┌────────

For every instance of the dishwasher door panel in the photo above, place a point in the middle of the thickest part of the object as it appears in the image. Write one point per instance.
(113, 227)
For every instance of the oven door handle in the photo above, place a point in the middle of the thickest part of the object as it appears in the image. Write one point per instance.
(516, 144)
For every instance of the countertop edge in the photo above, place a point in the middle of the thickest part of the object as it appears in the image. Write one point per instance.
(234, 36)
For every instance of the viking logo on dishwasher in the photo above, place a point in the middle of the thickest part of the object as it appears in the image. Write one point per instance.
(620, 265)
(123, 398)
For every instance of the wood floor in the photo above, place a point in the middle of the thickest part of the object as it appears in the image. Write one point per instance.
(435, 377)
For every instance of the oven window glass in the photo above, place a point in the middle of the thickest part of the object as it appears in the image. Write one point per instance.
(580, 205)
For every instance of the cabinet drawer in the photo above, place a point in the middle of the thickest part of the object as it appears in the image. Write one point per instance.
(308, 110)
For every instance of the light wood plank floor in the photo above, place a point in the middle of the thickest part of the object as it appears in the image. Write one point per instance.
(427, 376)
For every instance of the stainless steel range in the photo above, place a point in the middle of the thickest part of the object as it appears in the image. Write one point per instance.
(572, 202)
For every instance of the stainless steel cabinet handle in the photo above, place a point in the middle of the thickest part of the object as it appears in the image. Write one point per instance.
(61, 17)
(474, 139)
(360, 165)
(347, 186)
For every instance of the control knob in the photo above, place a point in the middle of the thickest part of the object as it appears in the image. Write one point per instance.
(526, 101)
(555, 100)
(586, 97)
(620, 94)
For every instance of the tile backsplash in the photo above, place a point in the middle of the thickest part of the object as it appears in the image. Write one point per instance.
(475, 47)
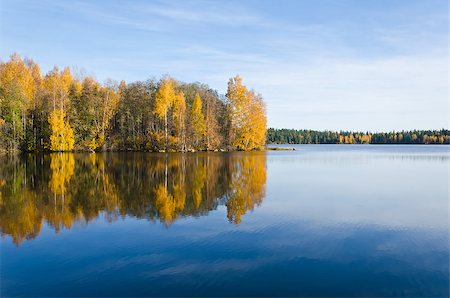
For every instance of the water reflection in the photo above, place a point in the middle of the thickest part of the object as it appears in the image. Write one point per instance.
(63, 188)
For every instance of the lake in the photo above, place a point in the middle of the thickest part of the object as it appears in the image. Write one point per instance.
(324, 220)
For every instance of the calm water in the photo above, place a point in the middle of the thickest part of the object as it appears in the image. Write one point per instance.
(324, 220)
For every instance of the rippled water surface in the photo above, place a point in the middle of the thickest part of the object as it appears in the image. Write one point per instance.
(324, 220)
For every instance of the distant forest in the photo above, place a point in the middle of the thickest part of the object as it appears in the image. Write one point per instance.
(59, 111)
(293, 136)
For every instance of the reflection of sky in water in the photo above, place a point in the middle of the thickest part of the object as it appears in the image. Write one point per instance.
(336, 222)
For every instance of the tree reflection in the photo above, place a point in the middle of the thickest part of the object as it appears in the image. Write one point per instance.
(64, 188)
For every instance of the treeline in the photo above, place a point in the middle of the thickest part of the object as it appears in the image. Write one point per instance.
(293, 136)
(58, 112)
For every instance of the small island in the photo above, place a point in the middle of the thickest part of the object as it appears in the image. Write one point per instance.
(60, 112)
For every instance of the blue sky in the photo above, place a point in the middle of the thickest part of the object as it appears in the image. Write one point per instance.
(327, 64)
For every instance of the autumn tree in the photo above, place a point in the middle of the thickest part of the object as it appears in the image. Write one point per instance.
(198, 121)
(163, 102)
(62, 134)
(247, 117)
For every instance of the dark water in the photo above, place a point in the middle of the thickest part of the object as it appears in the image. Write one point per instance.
(319, 221)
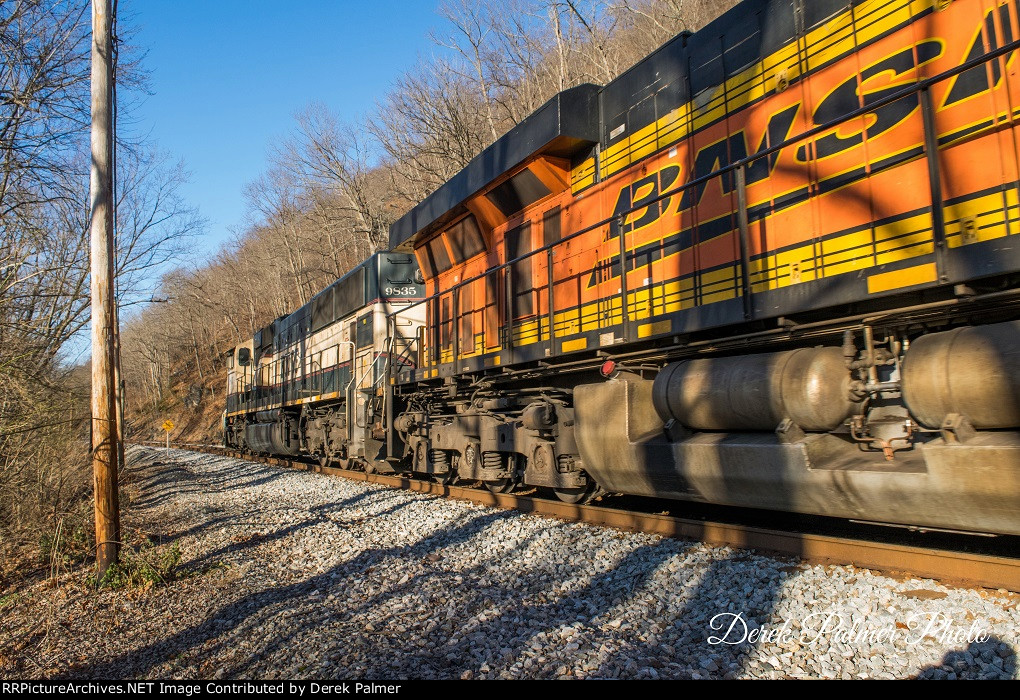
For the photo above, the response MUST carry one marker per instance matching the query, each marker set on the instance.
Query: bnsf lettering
(975, 81)
(854, 93)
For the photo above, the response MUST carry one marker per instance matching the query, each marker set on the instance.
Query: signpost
(167, 426)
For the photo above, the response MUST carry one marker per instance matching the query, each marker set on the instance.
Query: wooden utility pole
(104, 409)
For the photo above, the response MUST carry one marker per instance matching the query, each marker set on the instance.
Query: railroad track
(946, 565)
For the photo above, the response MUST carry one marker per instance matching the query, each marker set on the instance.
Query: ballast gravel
(292, 575)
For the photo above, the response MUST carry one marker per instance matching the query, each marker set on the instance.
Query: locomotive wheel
(575, 496)
(501, 486)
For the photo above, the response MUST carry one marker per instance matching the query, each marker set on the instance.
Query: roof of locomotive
(566, 121)
(679, 69)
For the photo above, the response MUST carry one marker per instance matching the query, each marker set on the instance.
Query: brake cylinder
(810, 386)
(970, 370)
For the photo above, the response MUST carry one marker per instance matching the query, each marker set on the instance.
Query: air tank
(972, 370)
(810, 386)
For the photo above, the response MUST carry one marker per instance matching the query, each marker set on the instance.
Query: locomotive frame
(772, 265)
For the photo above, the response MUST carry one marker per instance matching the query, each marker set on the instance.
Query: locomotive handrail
(737, 166)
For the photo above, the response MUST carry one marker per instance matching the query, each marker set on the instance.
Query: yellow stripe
(918, 275)
(654, 329)
(824, 44)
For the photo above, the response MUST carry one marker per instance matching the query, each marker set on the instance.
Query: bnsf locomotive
(774, 264)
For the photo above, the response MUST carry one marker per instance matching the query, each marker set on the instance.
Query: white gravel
(297, 575)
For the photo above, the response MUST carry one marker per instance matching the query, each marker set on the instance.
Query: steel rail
(959, 568)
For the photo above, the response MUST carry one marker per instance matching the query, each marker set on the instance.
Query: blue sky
(228, 77)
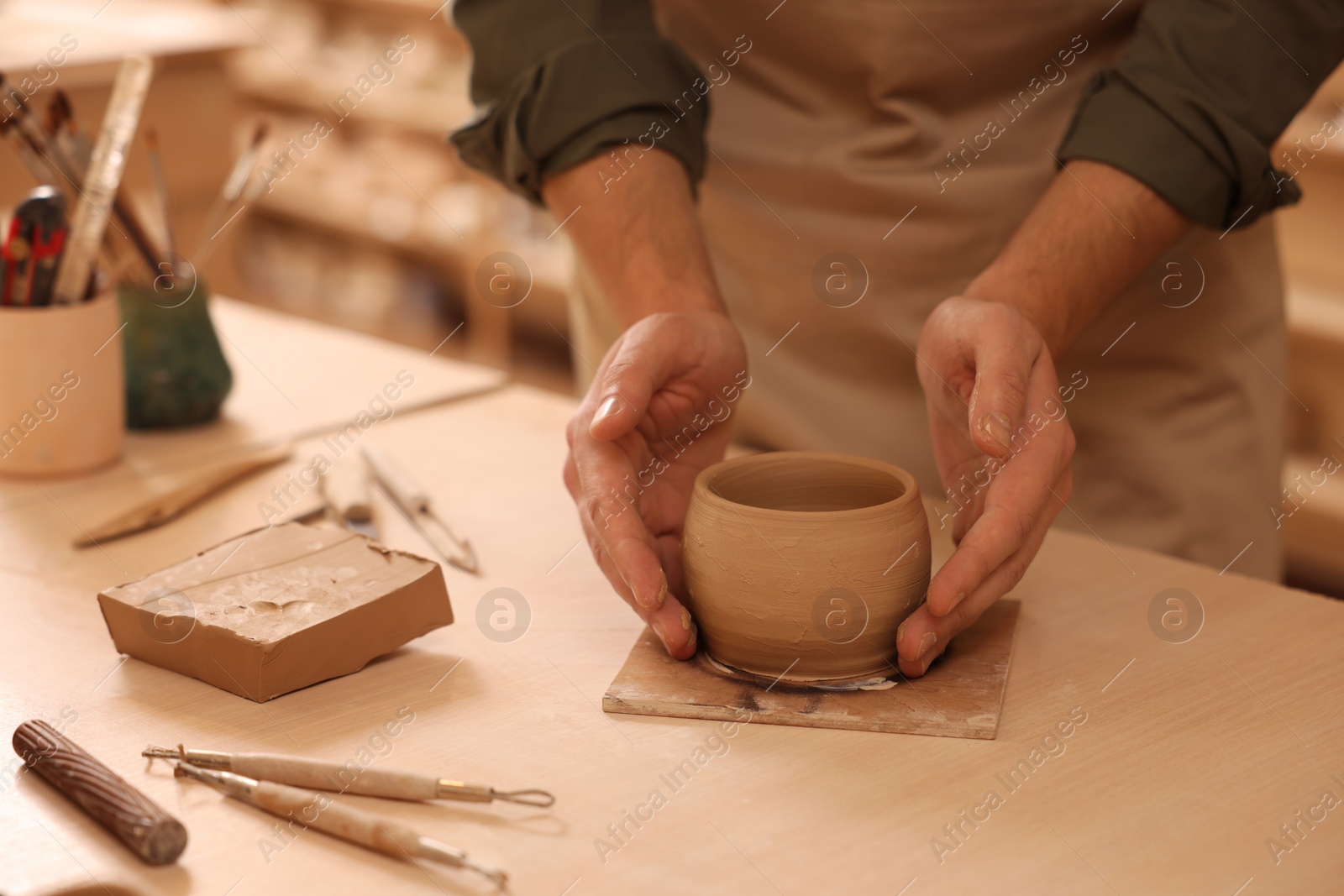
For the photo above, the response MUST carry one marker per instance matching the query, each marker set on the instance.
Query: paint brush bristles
(156, 168)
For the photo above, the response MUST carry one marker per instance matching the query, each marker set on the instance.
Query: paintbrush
(312, 809)
(302, 772)
(71, 175)
(65, 129)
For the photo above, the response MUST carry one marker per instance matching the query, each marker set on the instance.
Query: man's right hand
(636, 445)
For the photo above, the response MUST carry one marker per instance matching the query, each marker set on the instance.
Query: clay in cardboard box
(279, 609)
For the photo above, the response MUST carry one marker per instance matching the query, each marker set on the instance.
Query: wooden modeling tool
(316, 774)
(186, 490)
(344, 486)
(102, 179)
(140, 822)
(319, 810)
(413, 501)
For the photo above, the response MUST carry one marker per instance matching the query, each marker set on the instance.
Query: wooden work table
(1191, 755)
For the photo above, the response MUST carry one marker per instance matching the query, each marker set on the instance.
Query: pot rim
(905, 477)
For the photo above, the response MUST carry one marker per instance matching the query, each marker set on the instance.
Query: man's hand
(985, 363)
(636, 446)
(1003, 448)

└────────

**Exercise brief:**
Your task is to set down the records shown above exactly, minus any pictures.

**Worked solution:**
For every instance of the dishwasher door panel in the photo above, place a point in the middle of the thickest part of the object as it appears in the image. Write one point per instance.
(113, 227)
For every instance of the oven door handle in the photo above, place a point in the middle of the thickest part of the object as it appears in the image. Write one point per instance.
(516, 144)
For every instance of the countertop edge in the photo above, place a point in the middle of the thickest part of the object as it appears in the image. Write one point per instance.
(234, 36)
For every instance of the viking logo on dishwasher in the photo above, place a point in the middle of the thickest part of the object as it appears in the image. Write one point per instance.
(620, 265)
(123, 398)
For every instance of the wood floor in the photo above, place a point in the middle of the thickest part of the object as it appears in the image. Write one point per instance.
(435, 377)
For every instance of the oven window glass in the photo above, place a point in the middle of the thickest part of the object as it appears in the image. Write one point per instance.
(580, 205)
For every instance of the cabinet drawer in the photo above, place a point in the middle of the thickest part of the object as it appears in the image. Write one point per instance.
(308, 110)
For every instance of the light wood plank floor in the photo above, place a point in the middle of the thickest part of the object as it appears in the image. Write one point per instance.
(427, 376)
For every instance of the stainless steel range in the photo above, place a point in the middle of the thickest part of the object as it appears in the image. Write one point per instance.
(572, 202)
For every instance of the stainless steel cabinet handle in the photo above, place a point in the middle of the thickest part of the object as it appears in the image. Write one point per instance.
(61, 17)
(474, 139)
(360, 165)
(347, 186)
For every instance of the control knob in the photo above, place a point in the middle of the thickest part of the object as it appears in the image. Write one point per instance.
(526, 101)
(555, 100)
(586, 97)
(620, 94)
For every instance of the tile backsplash in the photo above, place a point in the middle of the thickest part of the object as it appears in the image. Write one point per instance.
(475, 47)
For every instance of the water reflection in the photo above, place a point in the middle of the thickest part of the object as it appears in the image. Write one point per instance.
(63, 188)
For every instance of the lake in the photo above, place a point in the middle of the thickest part of the object as it appears in the image. Write one point per instance.
(324, 220)
For every instance of the calm water in the photo above, place a point in the middle of the thickest part of the object as it appears in the image. Write one point per instance.
(324, 220)
For every instance of the rippled water surface in the photo above, place a point in the middle of the thickest part of the object as it appears in the image. Write one point per instance.
(324, 220)
For every instance of the distant forest in the photo above, place a point in the middle of the thickest part of the object as it appears in the image. Write one point per instance.
(59, 111)
(293, 136)
For every instance of the reflection of sky in water in the photo above, place a point in the middle of the thickest part of the object as it appears in the image. Write one point per instance.
(336, 222)
For every instance of the tree reflection in the photo above, place a point in the middle of the thickest part of the object as it appears in the image. Write one point per instance.
(64, 188)
For every instance of the treeline in the photo above, place a point in the middle of the thickest part of the object as it appears in the image. Write one point per instance.
(293, 136)
(58, 112)
For every instance of the small island in the photo above, place a point in the middle of the thickest part of the object as it appears in the image. Write one point per instance.
(60, 112)
For every instance of the blue sky in the photo above, place a point in the middle of the thickest part of the object as it appears in the image. Write one point per instance.
(327, 64)
For every instance of the autumn tree in the photo above, place a point in the middle of the thickest part of the object as it appears in the image. Write one point per instance.
(198, 121)
(163, 102)
(62, 134)
(247, 117)
For every instance of the dark water in the photo above, place a point in the middle of the thickest part of the object as it appears in the image. Write one point per instance.
(319, 221)
For the photo above, the response MUST carry one marker per instance matching the query, each marker set on the instance.
Query: bnsf lettering
(975, 81)
(854, 93)
For the photo above, the response MUST carry one marker per instance matching the query, each marker set on the instance.
Query: signpost
(167, 426)
For the photo above, the response MUST carry one marker per instance matching the query, each marker set on the instance.
Query: wooden utility pole
(104, 409)
For the photo above, the response MUST carry one marker per instance matching the query, each marker set on the instance.
Query: railroad track
(946, 565)
For the photo above, the response MUST carry one marker per instance matching the query, each marker set on the instance.
Query: ballast gravel
(292, 575)
For the photo above, the response MUST carry one marker per instance matching the query, each marker set on the instance.
Query: locomotive wheel
(575, 496)
(501, 486)
For the photo above, the response MUST carry one marker per instance matching the query, each marker set on the instance.
Query: roof of locomotive
(566, 121)
(679, 69)
For the photo above, the response MUST carry one marker per instance matching the query, each marker set on the instance.
Query: brake cylinder
(810, 386)
(970, 370)
For the photo above, the response MUST carry one marker per instance matching the query, each marker set on the instance.
Query: air tank
(972, 370)
(810, 386)
For the photo above, the response MUST carry one marker per instance matching the query, each marker set on the instance.
Query: locomotive frame
(772, 265)
For the photo above, the response MUST carry one marker per instance matching the query, each marker set on the instance.
Query: locomotive handrail
(737, 166)
For the photo above, the response MUST carry one marker per instance matching the query, each marker set on the instance.
Query: yellow stripe
(918, 275)
(654, 329)
(824, 44)
For the photo above, the response MUST carry one marker per instance matching the query, each marker set on the instance.
Query: bnsf locomotive
(774, 264)
For the photo above, the response MUST carry one marker per instance matching the query, each marker set on the instance.
Query: white gravel
(297, 575)
For the photo above, the response MUST carry one marker per instance matching the query, each marker set on the instance.
Query: steel rail
(959, 568)
For the photo above, the response MUST carry one marker per instance matching the query, each marker set on the instance.
Query: blue sky
(228, 77)
For the photo above, the response MUST carry one marker per instance matching the query, each marker set on the instance.
Query: paint brush bristles
(156, 168)
For the photo above, the response MUST carry one marker per instance matching the query, each marker set on the instance.
Query: paintbrush
(312, 809)
(302, 772)
(71, 175)
(65, 129)
For the photo above, the response MUST carry one marker per instance matching the query, each marker set on the instance.
Query: man's right hand
(636, 445)
For the photo above, the response MUST carry one marker per instance matching the query, each marker set on the instance.
Query: clay in cardboard box
(279, 609)
For the photo above, the response MUST carry one marker per instance matching the query, each marker set on the instance.
Query: wooden modeling tool
(316, 774)
(186, 490)
(344, 486)
(102, 179)
(140, 822)
(319, 810)
(413, 501)
For the photo above, the response MUST carry one marker per instance matching the query, each marker set on the instance.
Query: wooden work table
(1191, 755)
For the photo above, the response MUST carry one marker per instance matching the query, each marker set on the instance.
Query: pot rim
(905, 477)
For the photo above, the response MUST carry one marker per instance matching the query, each marker set on the instance.
Query: man's hand
(985, 363)
(636, 446)
(1003, 448)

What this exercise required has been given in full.